• _Activity_:
Return, exactly and in full, the lines of the records below starting at the one with "Target: window reflection" and ending at the one with "Annotate the window glass", and no other lines.

• _Dataset extract_:
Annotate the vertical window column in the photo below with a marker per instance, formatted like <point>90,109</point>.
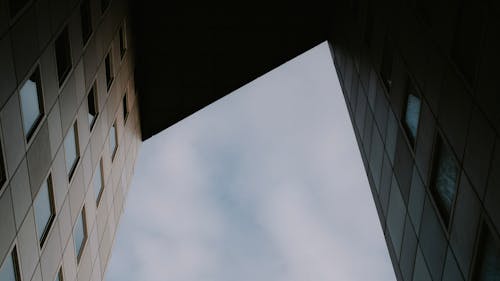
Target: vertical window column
<point>71,149</point>
<point>31,103</point>
<point>44,210</point>
<point>444,179</point>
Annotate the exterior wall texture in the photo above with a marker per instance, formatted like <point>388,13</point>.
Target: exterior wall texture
<point>447,53</point>
<point>28,43</point>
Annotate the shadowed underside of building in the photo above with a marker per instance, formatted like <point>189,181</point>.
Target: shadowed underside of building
<point>83,81</point>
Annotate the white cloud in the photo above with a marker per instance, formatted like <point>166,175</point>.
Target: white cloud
<point>265,184</point>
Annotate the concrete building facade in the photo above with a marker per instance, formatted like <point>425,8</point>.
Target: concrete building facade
<point>419,80</point>
<point>70,134</point>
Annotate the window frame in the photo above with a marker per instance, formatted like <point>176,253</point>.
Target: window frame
<point>387,63</point>
<point>62,77</point>
<point>36,76</point>
<point>101,190</point>
<point>86,17</point>
<point>125,108</point>
<point>13,255</point>
<point>122,38</point>
<point>445,218</point>
<point>113,152</point>
<point>93,91</point>
<point>410,88</point>
<point>108,68</point>
<point>50,222</point>
<point>72,169</point>
<point>79,251</point>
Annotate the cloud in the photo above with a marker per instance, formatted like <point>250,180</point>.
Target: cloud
<point>265,184</point>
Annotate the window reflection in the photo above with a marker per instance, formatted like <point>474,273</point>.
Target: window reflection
<point>31,104</point>
<point>44,210</point>
<point>444,179</point>
<point>71,149</point>
<point>112,140</point>
<point>80,234</point>
<point>9,270</point>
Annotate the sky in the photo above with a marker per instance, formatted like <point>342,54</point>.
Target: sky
<point>265,184</point>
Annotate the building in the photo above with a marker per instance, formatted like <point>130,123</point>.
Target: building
<point>70,134</point>
<point>418,78</point>
<point>419,82</point>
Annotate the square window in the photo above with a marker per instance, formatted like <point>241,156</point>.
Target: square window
<point>123,42</point>
<point>71,149</point>
<point>63,55</point>
<point>86,21</point>
<point>109,71</point>
<point>125,107</point>
<point>386,67</point>
<point>15,7</point>
<point>412,112</point>
<point>104,5</point>
<point>444,179</point>
<point>44,210</point>
<point>98,182</point>
<point>80,234</point>
<point>92,106</point>
<point>113,140</point>
<point>487,266</point>
<point>10,267</point>
<point>30,96</point>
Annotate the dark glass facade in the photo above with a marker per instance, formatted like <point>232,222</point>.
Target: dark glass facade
<point>419,83</point>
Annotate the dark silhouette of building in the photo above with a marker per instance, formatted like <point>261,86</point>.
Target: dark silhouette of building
<point>419,79</point>
<point>420,82</point>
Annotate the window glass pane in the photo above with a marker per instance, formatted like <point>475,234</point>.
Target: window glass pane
<point>63,55</point>
<point>43,210</point>
<point>98,181</point>
<point>386,67</point>
<point>125,107</point>
<point>109,71</point>
<point>488,266</point>
<point>412,114</point>
<point>79,233</point>
<point>123,45</point>
<point>30,103</point>
<point>396,216</point>
<point>8,271</point>
<point>112,140</point>
<point>445,179</point>
<point>70,148</point>
<point>92,106</point>
<point>86,21</point>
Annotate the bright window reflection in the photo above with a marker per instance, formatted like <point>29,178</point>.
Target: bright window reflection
<point>71,149</point>
<point>30,104</point>
<point>412,113</point>
<point>80,234</point>
<point>112,140</point>
<point>44,210</point>
<point>98,182</point>
<point>92,106</point>
<point>445,179</point>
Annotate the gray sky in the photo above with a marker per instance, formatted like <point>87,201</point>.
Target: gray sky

• _Response below_:
Target: window reflection
<point>31,104</point>
<point>44,210</point>
<point>444,179</point>
<point>71,149</point>
<point>112,140</point>
<point>80,234</point>
<point>9,270</point>
Annotate the sky in the photo above with a marker per instance, formatted like <point>342,54</point>.
Target: sky
<point>265,184</point>
Annotate the building in the photo above with a marker per instance, formatted like <point>130,123</point>.
Target: building
<point>70,134</point>
<point>418,78</point>
<point>419,82</point>
Annotate the square window in the photo above with a marker per instance, formatted like <point>241,156</point>.
Target: square window
<point>123,42</point>
<point>71,149</point>
<point>63,55</point>
<point>86,21</point>
<point>109,71</point>
<point>125,107</point>
<point>386,67</point>
<point>15,7</point>
<point>412,112</point>
<point>104,5</point>
<point>444,179</point>
<point>44,210</point>
<point>98,182</point>
<point>80,234</point>
<point>92,106</point>
<point>113,140</point>
<point>487,266</point>
<point>10,267</point>
<point>30,96</point>
Annotate the dark glass facade in the photo above with a marker per instance, formatted like <point>232,222</point>.
Target: dark glass facade
<point>419,83</point>
Annotate the dark silhouette of building in the photo above with a marker per instance, formatted like <point>261,86</point>.
Target: dark silhouette of building
<point>419,79</point>
<point>420,82</point>
Annotate the window glass pane in the photo above with a marker per instance, formatted like <point>475,234</point>.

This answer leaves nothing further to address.